# Instructions for the task
Render everything from the line that contains "Q: Where on this screen is the wood mulch?" down to the line that contains "xmin=0 ymin=251 xmax=900 ymax=637", both included, as a numbered list with blank lines left out.
** start Records for the task **
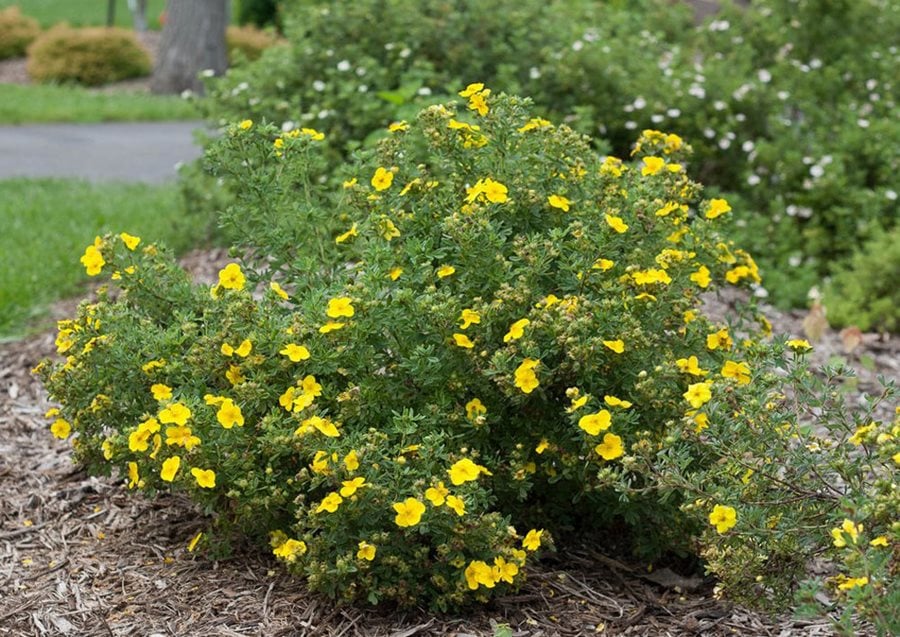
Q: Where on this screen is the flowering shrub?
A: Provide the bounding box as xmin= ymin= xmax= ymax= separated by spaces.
xmin=200 ymin=0 xmax=900 ymax=304
xmin=39 ymin=92 xmax=900 ymax=624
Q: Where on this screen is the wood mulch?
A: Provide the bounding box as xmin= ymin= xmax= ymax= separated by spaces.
xmin=0 ymin=251 xmax=900 ymax=637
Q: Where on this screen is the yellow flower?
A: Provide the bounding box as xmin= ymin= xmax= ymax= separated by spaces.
xmin=709 ymin=504 xmax=737 ymax=533
xmin=128 ymin=462 xmax=141 ymax=489
xmin=641 ymin=157 xmax=666 ymax=177
xmin=675 ymin=356 xmax=709 ymax=376
xmin=278 ymin=343 xmax=309 ymax=363
xmin=341 ymin=477 xmax=366 ymax=498
xmin=722 ymin=361 xmax=750 ymax=385
xmin=493 ymin=556 xmax=519 ymax=584
xmin=356 ymin=541 xmax=378 ymax=562
xmin=515 ymin=358 xmax=540 ymax=394
xmin=603 ymin=214 xmax=628 ymax=234
xmin=503 ymin=319 xmax=531 ymax=343
xmin=547 ymin=195 xmax=572 ymax=212
xmin=466 ymin=398 xmax=487 ymax=422
xmin=50 ymin=418 xmax=72 ymax=440
xmin=453 ymin=334 xmax=475 ymax=349
xmin=831 ymin=518 xmax=863 ymax=549
xmin=838 ymin=576 xmax=869 ymax=591
xmin=465 ymin=560 xmax=497 ymax=591
xmin=159 ymin=403 xmax=192 ymax=427
xmin=316 ymin=491 xmax=344 ymax=513
xmin=682 ymin=382 xmax=712 ymax=409
xmin=447 ymin=458 xmax=493 ymax=487
xmin=272 ymin=538 xmax=306 ymax=563
xmin=166 ymin=427 xmax=200 ymax=451
xmin=80 ymin=245 xmax=106 ymax=276
xmin=786 ymin=338 xmax=812 ymax=352
xmin=603 ymin=396 xmax=631 ymax=409
xmin=372 ymin=166 xmax=394 ymax=192
xmin=325 ymin=296 xmax=354 ymax=318
xmin=425 ymin=482 xmax=450 ymax=506
xmin=219 ymin=263 xmax=247 ymax=290
xmin=594 ymin=433 xmax=625 ymax=460
xmin=522 ymin=529 xmax=544 ymax=551
xmin=216 ymin=398 xmax=244 ymax=429
xmin=447 ymin=495 xmax=466 ymax=517
xmin=334 ymin=223 xmax=359 ymax=243
xmin=159 ymin=456 xmax=181 ymax=482
xmin=459 ymin=309 xmax=481 ymax=330
xmin=578 ymin=409 xmax=612 ymax=436
xmin=706 ymin=199 xmax=731 ymax=219
xmin=691 ymin=265 xmax=712 ymax=290
xmin=393 ymin=498 xmax=425 ymax=527
xmin=119 ymin=232 xmax=141 ymax=251
xmin=191 ymin=467 xmax=216 ymax=489
xmin=706 ymin=327 xmax=733 ymax=350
** end Records for the task **
# Correct output
1. Q: Where on this screen is the wood mulch?
2. A: Provide the bounding box as xmin= ymin= xmax= ymax= separated by spaces.
3. xmin=0 ymin=251 xmax=900 ymax=637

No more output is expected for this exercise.